**QUOTED PASSAGE**.
Although the framers properly worried about the determination of an executive to aggregate power (as they worried about that inevitable tendency in every official), they limited the executive's capacity to achieve such through both separation of powers and, ultimately, the electoral process. But nothing in the Constitution constrained the president from aggressively asserting himself into domestic policy making. A forceful president was possible from the beginning of the Republic. “Energy in the Executive is a leading character in the definition of good government,” wrote Hamilton, and most of the founders no doubt agreed. As President Woodrow Wilson had rightly observed, “the President [was] at liberty both in law and conscience to be as big a man as he can.”
In fact, the Constitution provides opportunities for a president who wants to be, in Wilson's words, a “big man.” The design of Congress tends toward policy-making “inertia,” as the representatives of multitudes of different interests argue over their relative values. For the legislative ball to roll, it usually needs a big push, which the president is well positioned to give.
The president is the voice of the nation, an increasingly important notion as that voice became magnified by broadcasting. He (with the vice president) is the only official who is elected by all Americans. Each year the president is constitutionally obligated to report to the nation on the state of the Union, and thus only the president is officially charged with measuring and reporting on the nation's needs. And through the veto power, he also can stop legislation he judges unsatisfactory.
These powers, in the context of the Depression and later World War II, allowed FDR to become the domestically forceful president he was. And his successes would not be lost on future candidates. From that moment on, candidates for president would campaign as domestic leaders, who, if elected, would make the everyday lives of Americans better. The job now included setting and pursuing a national agenda for Americans and their Congress to consider. The task also included managing a vast government, created by these new programs, which intersected everywhere with the lives of its citizens.

**PROBLEM 1**. According to the passage on the presidency, which officials are elected by all Americans?
**PROBLEM 2**. Replace "FDR" with "Franklin Roosevelt" in the passage on the presidency, and write out everything from "These powers, in" down to "of its citizens.".

Natural-language object grounding data:

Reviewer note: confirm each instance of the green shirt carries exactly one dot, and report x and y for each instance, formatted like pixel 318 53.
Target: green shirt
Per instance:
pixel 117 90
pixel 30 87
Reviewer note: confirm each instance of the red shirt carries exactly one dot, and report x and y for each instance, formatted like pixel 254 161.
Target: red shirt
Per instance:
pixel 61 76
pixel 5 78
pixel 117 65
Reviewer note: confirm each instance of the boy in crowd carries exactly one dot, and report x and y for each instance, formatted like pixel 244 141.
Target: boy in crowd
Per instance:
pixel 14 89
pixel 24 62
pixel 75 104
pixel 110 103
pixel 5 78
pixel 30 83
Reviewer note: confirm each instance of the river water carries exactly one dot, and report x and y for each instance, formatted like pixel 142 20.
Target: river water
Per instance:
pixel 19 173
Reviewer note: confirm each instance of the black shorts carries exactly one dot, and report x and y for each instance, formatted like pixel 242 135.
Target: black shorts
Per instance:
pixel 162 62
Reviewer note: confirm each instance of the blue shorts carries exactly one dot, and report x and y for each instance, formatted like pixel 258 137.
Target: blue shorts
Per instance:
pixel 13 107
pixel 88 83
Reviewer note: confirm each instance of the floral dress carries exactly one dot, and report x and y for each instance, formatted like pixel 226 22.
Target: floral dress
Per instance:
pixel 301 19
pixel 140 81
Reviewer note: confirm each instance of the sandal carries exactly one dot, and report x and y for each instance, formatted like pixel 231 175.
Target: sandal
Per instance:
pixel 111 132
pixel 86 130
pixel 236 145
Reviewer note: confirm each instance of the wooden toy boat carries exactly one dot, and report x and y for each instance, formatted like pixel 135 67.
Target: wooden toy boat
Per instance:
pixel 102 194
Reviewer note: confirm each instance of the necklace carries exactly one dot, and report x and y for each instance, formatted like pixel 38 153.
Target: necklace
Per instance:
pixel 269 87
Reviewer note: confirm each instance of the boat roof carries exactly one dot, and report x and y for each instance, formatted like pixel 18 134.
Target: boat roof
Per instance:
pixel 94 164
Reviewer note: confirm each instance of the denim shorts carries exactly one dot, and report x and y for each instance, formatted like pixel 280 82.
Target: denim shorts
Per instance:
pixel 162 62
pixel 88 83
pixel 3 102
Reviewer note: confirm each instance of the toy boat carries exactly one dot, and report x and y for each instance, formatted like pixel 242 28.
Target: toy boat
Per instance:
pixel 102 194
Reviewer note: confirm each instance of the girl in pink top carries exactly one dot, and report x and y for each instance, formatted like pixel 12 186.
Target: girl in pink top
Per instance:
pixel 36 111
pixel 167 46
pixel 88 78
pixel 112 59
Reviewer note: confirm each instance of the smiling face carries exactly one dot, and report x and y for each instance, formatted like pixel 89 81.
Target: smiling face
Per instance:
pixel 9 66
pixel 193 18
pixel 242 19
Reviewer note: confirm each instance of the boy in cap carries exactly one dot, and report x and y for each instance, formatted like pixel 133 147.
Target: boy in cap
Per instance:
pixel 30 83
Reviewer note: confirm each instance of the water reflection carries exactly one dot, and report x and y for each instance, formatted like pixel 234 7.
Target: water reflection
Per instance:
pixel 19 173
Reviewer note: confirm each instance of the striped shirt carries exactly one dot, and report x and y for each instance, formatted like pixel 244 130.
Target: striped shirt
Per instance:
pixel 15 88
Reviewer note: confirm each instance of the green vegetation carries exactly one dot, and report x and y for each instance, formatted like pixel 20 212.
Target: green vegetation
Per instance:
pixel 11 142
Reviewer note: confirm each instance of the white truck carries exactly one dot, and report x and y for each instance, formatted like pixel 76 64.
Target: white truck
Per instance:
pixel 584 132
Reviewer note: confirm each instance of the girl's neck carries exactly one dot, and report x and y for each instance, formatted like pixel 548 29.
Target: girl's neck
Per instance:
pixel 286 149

**TASK RESPONSE 1**. The president and the vice president.

**TASK RESPONSE 2**.
These powers, in the context of the Depression and later World War II, allowed Franklin Roosevelt to become the domestically forceful president he was. And his successes would not be lost on future candidates. From that moment on, candidates for president would campaign as domestic leaders, who, if elected, would make the everyday lives of Americans better. The job now included setting and pursuing a national agenda for Americans and their Congress to consider. The task also included managing a vast government, created by these new programs, which intersected everywhere with the lives of its citizens.